- [PAGE EXCERPT]
In the United States, so few communities like Guánico exist for us. There are a handful of small towns, but our lives seem so large and exposed compared to the home that the people in this coastal village created. Their lives are simple and some people would feel unfulfilled here, but there is no shortage of love and connection amongst these people. Their devotion to one another is learned from childhood, and every year after a loved one’s death, they’ll reassemble to remember them. The same can rarely be said for the US; usually close friends and family are the only ones to feel those reverberations of loss. But in this community, and the hundreds like it across Panama, every person within the 3 mile radius will know the date and time and they will be there, come rain or shine. Not because its obligatory or because its ingrained in their culture. It’s because that’s what we do for the ones we love completely, and in Guánico, everyone truly loves their neighbors.

- [LIST OF TASKS]
1: List every place name that appears in the passage about Guánico, counting repeated references to the same place once.
2: Carry on the passage about Guánico from its final sentence, in the same voice.

- [DATASET]
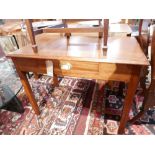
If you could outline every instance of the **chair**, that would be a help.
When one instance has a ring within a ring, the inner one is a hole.
[[[35,34],[40,33],[65,33],[69,38],[71,33],[103,33],[104,32],[104,41],[103,41],[103,49],[107,48],[107,40],[108,40],[108,27],[109,27],[109,20],[104,19],[104,27],[100,25],[98,27],[89,27],[89,28],[68,28],[67,21],[63,20],[64,28],[42,28],[41,30],[34,31],[32,26],[32,20],[26,20],[27,31],[30,36],[30,40],[32,43],[32,48],[34,52],[37,52],[37,45],[35,41]],[[39,32],[38,32],[39,31]]]

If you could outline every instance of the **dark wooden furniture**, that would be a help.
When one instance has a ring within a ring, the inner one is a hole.
[[[28,21],[29,22],[29,21]],[[28,25],[28,24],[27,24]],[[142,66],[148,65],[148,60],[134,37],[109,37],[104,54],[103,45],[106,39],[94,36],[72,36],[70,39],[57,34],[43,33],[34,39],[33,31],[29,27],[32,46],[26,46],[11,57],[21,78],[25,92],[37,115],[40,114],[26,72],[47,73],[46,62],[53,63],[54,82],[58,84],[57,76],[71,76],[99,80],[115,80],[128,83],[128,91],[118,129],[119,134],[124,129],[132,106]],[[101,28],[93,29],[43,29],[44,32],[102,32]],[[108,34],[108,33],[105,33]]]

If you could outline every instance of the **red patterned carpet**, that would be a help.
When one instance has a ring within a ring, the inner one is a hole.
[[[0,110],[0,134],[5,135],[104,135],[116,134],[122,103],[124,83],[98,84],[93,80],[62,78],[59,87],[52,87],[52,79],[43,76],[30,80],[41,109],[37,117],[22,90],[18,97],[25,112],[19,114]],[[139,88],[130,113],[139,109],[143,97]],[[104,115],[104,109],[113,115]],[[150,109],[125,134],[155,134],[155,110]]]

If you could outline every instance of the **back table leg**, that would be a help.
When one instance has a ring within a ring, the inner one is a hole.
[[[20,72],[20,71],[18,71],[18,72]],[[24,90],[26,92],[26,95],[29,98],[29,101],[30,101],[30,103],[32,105],[33,110],[35,111],[35,113],[37,115],[39,115],[40,114],[39,107],[37,105],[37,102],[36,102],[35,97],[33,95],[31,86],[30,86],[30,84],[28,82],[28,79],[26,77],[26,73],[25,72],[20,72],[19,76],[20,76],[21,82],[23,84]]]
[[[12,59],[12,60],[14,62],[14,65],[16,66],[16,70],[17,70],[18,75],[20,77],[20,80],[21,80],[21,82],[23,84],[26,95],[29,98],[30,104],[32,105],[33,110],[35,111],[35,114],[39,115],[40,114],[39,107],[37,105],[37,102],[36,102],[35,97],[33,95],[31,86],[30,86],[29,81],[27,79],[26,72],[22,72],[19,69],[18,65],[16,64],[16,61],[14,59]]]
[[[122,116],[121,116],[121,120],[120,120],[120,126],[118,129],[118,134],[123,134],[127,121],[129,119],[129,112],[130,109],[132,107],[132,103],[133,103],[133,98],[139,83],[139,76],[140,76],[140,67],[137,66],[137,68],[135,68],[133,70],[133,74],[131,75],[129,84],[128,84],[128,90],[127,90],[127,94],[125,97],[125,102],[124,102],[124,107],[123,107],[123,111],[122,111]]]

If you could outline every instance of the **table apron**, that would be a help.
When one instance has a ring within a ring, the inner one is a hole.
[[[47,74],[45,59],[12,58],[18,69],[23,72]],[[71,76],[88,79],[130,81],[132,69],[136,65],[113,64],[105,62],[85,62],[75,60],[51,60],[54,74],[58,76]],[[70,64],[71,68],[65,70],[61,65]]]

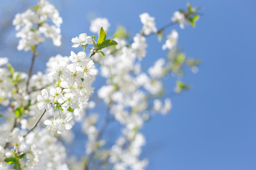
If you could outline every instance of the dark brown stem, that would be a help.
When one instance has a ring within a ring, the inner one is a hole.
[[[171,26],[172,26],[174,25],[175,25],[175,24],[177,23],[178,22],[169,22],[168,24],[167,24],[166,25],[164,25],[163,27],[162,27],[161,28],[160,28],[160,29],[159,29],[157,31],[156,31],[156,32],[152,32],[151,34],[149,34],[149,35],[145,35],[145,34],[141,34],[141,35],[144,36],[145,37],[150,37],[151,36],[152,36],[153,35],[154,35],[155,34],[159,34],[159,33],[160,33],[162,31],[163,31],[165,29],[171,27]],[[132,43],[133,43],[133,40],[132,40],[131,41],[129,42],[129,44],[131,44]]]
[[[30,132],[31,131],[32,131],[32,130],[34,130],[34,129],[37,126],[37,124],[38,124],[38,123],[39,123],[39,122],[40,122],[40,120],[41,120],[41,119],[42,118],[42,117],[43,117],[43,116],[44,115],[44,113],[46,112],[46,110],[45,110],[44,111],[44,112],[43,112],[43,113],[42,114],[42,115],[41,115],[41,116],[40,116],[40,117],[39,118],[39,119],[37,120],[37,122],[36,122],[36,124],[35,124],[35,125],[34,125],[34,126],[33,126],[33,127],[32,128],[32,129],[31,129],[30,130],[29,130],[28,131],[28,133],[26,134],[25,135],[24,135],[23,137],[25,138],[26,137],[26,136],[27,136],[27,135],[28,134],[28,133],[30,133]]]
[[[29,85],[29,81],[30,80],[30,78],[31,78],[31,75],[32,74],[32,70],[33,69],[33,66],[34,65],[34,62],[35,62],[35,58],[37,55],[38,55],[38,53],[36,52],[36,46],[35,48],[35,50],[33,52],[33,54],[32,55],[32,60],[31,62],[31,64],[30,65],[30,68],[29,68],[29,70],[28,70],[28,81],[27,81],[27,85],[26,85],[26,90],[27,92],[28,92],[28,85]]]
[[[109,122],[109,120],[110,120],[110,113],[109,112],[110,110],[110,106],[109,106],[108,108],[108,110],[107,111],[106,114],[105,115],[105,118],[104,118],[104,120],[102,123],[102,124],[101,125],[100,129],[100,131],[99,131],[99,133],[98,134],[97,137],[96,138],[96,141],[98,141],[100,138],[101,135],[104,132],[105,130],[106,129],[106,128],[107,128],[107,126],[108,126],[108,123]],[[91,161],[92,160],[93,157],[95,155],[95,152],[93,152],[89,155],[88,161],[87,162],[87,163],[85,165],[85,170],[89,170],[89,165],[90,164]]]

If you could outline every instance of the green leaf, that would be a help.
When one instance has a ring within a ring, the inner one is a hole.
[[[16,115],[16,117],[18,118],[20,118],[22,115],[22,114],[24,112],[24,110],[20,106],[18,108],[15,110],[15,114]]]
[[[6,158],[5,160],[5,162],[6,162],[7,164],[12,164],[15,163],[17,158],[14,157],[10,157]]]
[[[100,35],[99,35],[99,38],[98,39],[98,42],[97,42],[97,46],[99,47],[100,45],[104,42],[106,40],[106,34],[104,30],[103,30],[102,27],[100,28]]]
[[[15,161],[15,164],[14,164],[14,166],[13,166],[13,168],[15,170],[22,170],[21,168],[20,168],[20,163],[19,160],[16,160],[16,161]]]
[[[190,88],[190,86],[189,85],[184,84],[180,81],[177,81],[176,82],[176,84],[177,86],[182,90],[188,89]]]
[[[68,110],[69,111],[69,112],[74,112],[74,109],[73,109],[72,108],[69,107],[68,109]]]
[[[100,49],[102,49],[104,48],[105,48],[108,47],[109,47],[112,45],[117,45],[118,43],[115,41],[112,40],[105,40],[101,44],[99,47]]]
[[[95,41],[95,36],[94,35],[92,36],[92,43],[93,43],[93,45],[95,47],[97,47],[97,44]]]
[[[27,154],[26,153],[23,153],[22,154],[20,155],[20,158],[23,158],[23,157],[24,157],[24,156],[25,156]]]
[[[102,56],[105,57],[105,54],[104,54],[104,53],[103,52],[103,51],[100,51],[100,52],[101,53],[101,54],[102,55]]]
[[[31,50],[32,52],[36,52],[36,45],[32,45],[30,48],[30,49],[31,49]]]
[[[127,38],[128,35],[127,34],[125,28],[121,25],[119,25],[118,29],[114,33],[113,37],[115,38],[119,38],[125,39]]]

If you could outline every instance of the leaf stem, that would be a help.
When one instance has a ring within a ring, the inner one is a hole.
[[[44,113],[45,113],[45,112],[46,112],[46,109],[44,110],[44,112],[43,112],[43,113],[42,113],[42,115],[41,115],[41,116],[40,116],[40,117],[38,119],[38,120],[37,120],[37,122],[36,122],[36,124],[35,124],[35,125],[34,125],[34,126],[33,126],[33,127],[32,128],[32,129],[31,129],[30,130],[29,130],[28,131],[28,133],[26,134],[25,135],[24,135],[23,137],[24,138],[25,138],[26,137],[26,136],[27,136],[27,135],[29,133],[30,133],[30,132],[31,131],[32,131],[32,130],[34,130],[34,129],[37,126],[37,124],[38,124],[38,123],[39,123],[39,122],[40,122],[40,120],[41,120],[41,119],[42,118],[42,117],[43,117],[43,116],[44,115]]]

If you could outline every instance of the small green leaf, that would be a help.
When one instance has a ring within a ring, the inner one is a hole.
[[[176,82],[176,84],[177,86],[182,90],[188,89],[190,88],[190,86],[189,85],[184,84],[180,81],[177,81]]]
[[[100,51],[100,52],[101,53],[101,54],[103,57],[105,57],[105,54],[104,54],[103,51]]]
[[[32,45],[31,46],[31,47],[30,48],[30,49],[31,50],[35,52],[36,52],[36,45]]]
[[[97,42],[97,46],[99,47],[100,45],[106,40],[106,34],[104,30],[102,27],[100,28],[100,35],[99,35],[99,38]]]
[[[16,115],[16,117],[17,118],[20,118],[22,115],[22,114],[24,112],[24,110],[20,106],[18,108],[15,110],[15,114]]]
[[[69,111],[69,112],[74,112],[74,109],[73,109],[72,108],[69,107],[68,109],[68,110]]]
[[[114,33],[114,35],[113,35],[113,37],[115,38],[123,39],[127,38],[128,36],[126,30],[124,27],[121,25],[118,26],[117,30]]]
[[[104,48],[105,48],[108,47],[109,47],[112,45],[117,45],[118,43],[114,40],[105,40],[101,44],[99,47],[100,49],[102,49]]]
[[[26,153],[23,153],[22,154],[20,155],[20,158],[22,158],[23,157],[25,156],[27,154]]]
[[[10,157],[6,158],[5,160],[5,162],[6,162],[7,164],[12,164],[15,163],[17,158],[14,157]]]
[[[92,43],[93,43],[93,45],[95,47],[96,47],[97,46],[97,44],[95,41],[95,36],[94,35],[92,36]]]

- [ANSWERS FOR THIS EXERCISE]
1: United States (also given as "US"), Guánico, Panama

2:
 

It took a loss for me to truly value what has been here the whole time. I went to funerals and masses every other week at first, but I never understood the services nor knew the deceased, and I oftentimes didn’t even know the family. It was a publicity act for me mostly, an attempt to integrate. I did it because my job required it. Yaya was the first community member I worked with to pass away, and I at last experienced the profound depths of this love. This is a beautiful thing to be a part of, and I urge everyone who serves or considers service to appreciate being invited, even if only as a guest, into the tight embrace of a community.